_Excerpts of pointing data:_
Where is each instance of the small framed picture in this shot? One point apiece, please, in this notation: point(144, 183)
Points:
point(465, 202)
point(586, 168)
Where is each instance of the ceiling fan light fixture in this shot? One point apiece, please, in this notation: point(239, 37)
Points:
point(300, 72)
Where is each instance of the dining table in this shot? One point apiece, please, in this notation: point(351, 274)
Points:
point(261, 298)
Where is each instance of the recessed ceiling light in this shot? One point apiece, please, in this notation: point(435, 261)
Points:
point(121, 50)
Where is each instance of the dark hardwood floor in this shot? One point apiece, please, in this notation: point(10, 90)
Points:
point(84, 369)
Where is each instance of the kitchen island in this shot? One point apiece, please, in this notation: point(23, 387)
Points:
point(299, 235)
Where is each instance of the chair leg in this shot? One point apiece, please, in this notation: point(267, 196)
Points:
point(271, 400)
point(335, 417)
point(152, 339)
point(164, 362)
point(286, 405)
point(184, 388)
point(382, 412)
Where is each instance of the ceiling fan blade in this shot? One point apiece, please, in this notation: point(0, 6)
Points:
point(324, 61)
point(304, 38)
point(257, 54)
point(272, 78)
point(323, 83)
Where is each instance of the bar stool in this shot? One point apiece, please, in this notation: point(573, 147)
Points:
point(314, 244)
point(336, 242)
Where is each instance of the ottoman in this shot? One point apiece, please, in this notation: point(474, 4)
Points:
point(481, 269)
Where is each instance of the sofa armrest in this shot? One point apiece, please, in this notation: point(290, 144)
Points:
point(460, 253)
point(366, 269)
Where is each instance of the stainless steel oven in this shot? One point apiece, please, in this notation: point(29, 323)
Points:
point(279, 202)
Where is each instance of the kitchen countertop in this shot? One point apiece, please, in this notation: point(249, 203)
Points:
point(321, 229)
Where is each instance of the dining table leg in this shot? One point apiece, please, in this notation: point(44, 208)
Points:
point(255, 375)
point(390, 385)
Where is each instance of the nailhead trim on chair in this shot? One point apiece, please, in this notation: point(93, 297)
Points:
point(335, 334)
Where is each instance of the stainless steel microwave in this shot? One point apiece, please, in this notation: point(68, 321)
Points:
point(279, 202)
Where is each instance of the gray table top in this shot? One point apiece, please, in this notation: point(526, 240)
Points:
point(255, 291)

_Brief:_
Please rewrite all the rows above, replacing "One point apiece" with "One point each" wherever it occurs and changing nothing else.

_Output of the task:_
Where is each instance of the small framed picture in this shot? One point each, please, in this notation: point(144, 183)
Points:
point(465, 202)
point(586, 168)
Where is each instance of the ceiling fan light fixture in this shot? One point each, please, in this notation: point(239, 37)
Points:
point(300, 72)
Where is each instance of the dining table in this shot? One point each, please, in this notation: point(351, 274)
Points:
point(261, 298)
Where is each instance of the recessed ceiling light in this shot? One point each, please, in this notation: point(435, 261)
Points:
point(121, 50)
Where is each instance of the dark hardwood floor in this shot? One point each, please, in this notation: point(10, 90)
Points:
point(84, 369)
Where is each instance of the kitchen island in this shot? One point each, please, in this notation: point(23, 387)
Points:
point(299, 235)
Where is each instance of the chair leg in this shot? One point each, please, in this notation: point(267, 196)
Points:
point(271, 400)
point(335, 417)
point(152, 339)
point(164, 362)
point(286, 405)
point(184, 388)
point(382, 412)
Where is each instance of the ceiling fan blade in this shot? One point each, please, in this notation: point(0, 6)
Points:
point(324, 61)
point(304, 38)
point(257, 54)
point(272, 78)
point(323, 83)
Where is each instance of the bar stool in this shot? One point each, please, in this notation: point(573, 147)
Points:
point(314, 244)
point(336, 242)
Where is each instance of the ottoman in this shot? One point each, please, in this notation: point(474, 4)
Points:
point(481, 269)
Where is each instance of the sofa armrest in this shot? One point each, please, in this notation: point(290, 144)
Points:
point(460, 253)
point(366, 269)
Where is each instance of the stainless steel oven in this shot? One point each, please, in this notation: point(29, 323)
Points:
point(279, 202)
Where is each instance of the kitchen countertop in this shot? One point each, please, in this notation: point(249, 203)
Points:
point(321, 229)
Where is each instance of the dining table leg in this shot? One point each, please, in this notation: point(44, 208)
Points:
point(255, 375)
point(390, 385)
Where is each instance of the nailhead trim on chair in this shot? One point each, please, in this notation: point(93, 297)
Points:
point(335, 334)
Where is each instance of the stainless steel microwave in this shot? One point each, please, in this notation: point(68, 321)
Points:
point(279, 202)
Where is each instance of the gray table top in this shot? One point each, please, in this notation: point(526, 240)
Points:
point(255, 291)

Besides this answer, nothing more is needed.